== SUPPLIED DATA

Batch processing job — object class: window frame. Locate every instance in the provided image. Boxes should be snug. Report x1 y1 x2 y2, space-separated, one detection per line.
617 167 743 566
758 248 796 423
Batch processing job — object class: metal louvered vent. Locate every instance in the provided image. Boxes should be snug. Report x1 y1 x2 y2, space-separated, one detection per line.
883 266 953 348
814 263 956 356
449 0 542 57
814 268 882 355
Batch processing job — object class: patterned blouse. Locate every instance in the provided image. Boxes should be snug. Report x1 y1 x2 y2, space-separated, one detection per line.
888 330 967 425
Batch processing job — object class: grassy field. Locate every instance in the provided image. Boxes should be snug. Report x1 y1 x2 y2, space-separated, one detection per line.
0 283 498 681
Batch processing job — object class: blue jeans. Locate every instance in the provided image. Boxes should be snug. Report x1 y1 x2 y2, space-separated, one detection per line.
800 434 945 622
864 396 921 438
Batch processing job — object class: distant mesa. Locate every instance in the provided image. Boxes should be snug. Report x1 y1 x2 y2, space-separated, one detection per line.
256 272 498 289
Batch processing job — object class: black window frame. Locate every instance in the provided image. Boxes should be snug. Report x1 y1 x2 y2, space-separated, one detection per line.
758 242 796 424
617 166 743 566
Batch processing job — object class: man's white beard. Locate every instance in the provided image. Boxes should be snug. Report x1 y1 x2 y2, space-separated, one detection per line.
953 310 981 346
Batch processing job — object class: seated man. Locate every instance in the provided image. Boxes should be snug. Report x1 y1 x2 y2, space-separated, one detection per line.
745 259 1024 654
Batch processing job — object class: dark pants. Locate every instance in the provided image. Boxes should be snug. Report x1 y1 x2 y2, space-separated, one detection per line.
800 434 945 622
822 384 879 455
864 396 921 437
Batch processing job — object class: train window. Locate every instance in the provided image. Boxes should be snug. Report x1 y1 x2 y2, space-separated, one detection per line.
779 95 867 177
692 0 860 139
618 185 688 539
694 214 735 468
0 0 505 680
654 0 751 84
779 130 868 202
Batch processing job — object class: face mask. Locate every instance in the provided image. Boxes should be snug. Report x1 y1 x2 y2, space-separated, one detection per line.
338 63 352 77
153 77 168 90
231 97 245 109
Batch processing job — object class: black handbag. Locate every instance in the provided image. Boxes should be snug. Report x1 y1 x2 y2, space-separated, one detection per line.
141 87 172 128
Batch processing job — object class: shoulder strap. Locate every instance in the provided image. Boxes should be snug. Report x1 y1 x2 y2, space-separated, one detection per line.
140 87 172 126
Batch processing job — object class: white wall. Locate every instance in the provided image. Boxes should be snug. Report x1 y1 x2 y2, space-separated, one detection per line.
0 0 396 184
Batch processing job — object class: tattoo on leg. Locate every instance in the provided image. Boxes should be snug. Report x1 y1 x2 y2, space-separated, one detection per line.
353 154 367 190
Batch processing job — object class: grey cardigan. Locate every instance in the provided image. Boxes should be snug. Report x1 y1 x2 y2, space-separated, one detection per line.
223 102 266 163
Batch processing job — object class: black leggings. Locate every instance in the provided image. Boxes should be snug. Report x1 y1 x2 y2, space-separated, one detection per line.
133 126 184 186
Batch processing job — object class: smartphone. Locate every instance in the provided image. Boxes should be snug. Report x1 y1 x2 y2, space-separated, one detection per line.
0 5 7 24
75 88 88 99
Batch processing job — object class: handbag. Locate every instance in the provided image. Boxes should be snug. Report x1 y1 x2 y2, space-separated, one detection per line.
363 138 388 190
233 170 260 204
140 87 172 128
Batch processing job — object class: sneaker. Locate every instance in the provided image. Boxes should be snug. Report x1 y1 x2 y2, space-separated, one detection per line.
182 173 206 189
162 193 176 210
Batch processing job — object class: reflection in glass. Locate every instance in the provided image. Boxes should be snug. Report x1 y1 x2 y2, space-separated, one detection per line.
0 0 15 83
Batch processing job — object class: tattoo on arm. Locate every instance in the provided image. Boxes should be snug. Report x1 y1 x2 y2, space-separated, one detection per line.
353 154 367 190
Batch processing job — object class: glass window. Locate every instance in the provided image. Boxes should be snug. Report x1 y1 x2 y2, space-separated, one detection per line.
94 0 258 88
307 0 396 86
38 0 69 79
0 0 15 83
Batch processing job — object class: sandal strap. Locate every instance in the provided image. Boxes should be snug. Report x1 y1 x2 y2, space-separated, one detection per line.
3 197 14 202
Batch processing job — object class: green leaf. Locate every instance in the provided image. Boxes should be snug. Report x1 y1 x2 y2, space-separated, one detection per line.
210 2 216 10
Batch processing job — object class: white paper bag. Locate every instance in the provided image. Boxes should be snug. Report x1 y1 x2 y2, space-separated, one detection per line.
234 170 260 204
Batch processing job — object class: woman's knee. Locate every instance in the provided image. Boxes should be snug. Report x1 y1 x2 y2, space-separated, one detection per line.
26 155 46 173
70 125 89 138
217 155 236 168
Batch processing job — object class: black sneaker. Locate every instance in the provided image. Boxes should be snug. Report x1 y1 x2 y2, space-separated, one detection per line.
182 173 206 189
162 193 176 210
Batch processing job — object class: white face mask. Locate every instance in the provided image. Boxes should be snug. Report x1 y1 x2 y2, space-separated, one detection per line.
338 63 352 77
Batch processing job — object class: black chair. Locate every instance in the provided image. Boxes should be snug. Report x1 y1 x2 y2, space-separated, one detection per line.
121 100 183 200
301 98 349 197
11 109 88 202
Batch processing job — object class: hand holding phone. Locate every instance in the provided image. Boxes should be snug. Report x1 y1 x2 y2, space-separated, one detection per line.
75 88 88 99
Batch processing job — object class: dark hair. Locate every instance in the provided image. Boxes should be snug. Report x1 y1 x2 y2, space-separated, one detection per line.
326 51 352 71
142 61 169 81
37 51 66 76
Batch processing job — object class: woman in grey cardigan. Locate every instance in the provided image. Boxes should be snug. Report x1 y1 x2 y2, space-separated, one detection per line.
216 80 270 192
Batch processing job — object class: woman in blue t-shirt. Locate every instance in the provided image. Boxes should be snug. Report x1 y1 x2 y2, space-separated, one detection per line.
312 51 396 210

====

- **EXERCISE DIRECTIONS**: Copy out the data word for word, from the line that contains "Batch processing job — object class: hand holding" through the end of the data, including both the first and the last line.

- **FINISHED EXERCISE**:
Batch processing job — object class: hand holding phone. Locate every instance in the provided image. Boxes should be snug. Report x1 y1 x2 y2, space-separated, one detection per line.
75 88 88 99
Batch processing job — object class: dark hair. Locate every instance in the provided image. Boxes should be snug. Report x1 y1 x2 y2, space-separated, one detection per line.
326 51 352 71
142 61 169 81
37 51 66 76
Batch processing job — object class: woman in grey cardigan. Locate every instance in the provided image. Boxes should be snug. Report x1 y1 x2 y2, space-separated, one detection per line.
216 80 270 192
Batch processing job — object class: woman in blue t-shirt. Locate every instance in the provided image. Boxes should be snug. Report x1 y1 x2 y2, space-separated, one detection per line.
312 51 396 210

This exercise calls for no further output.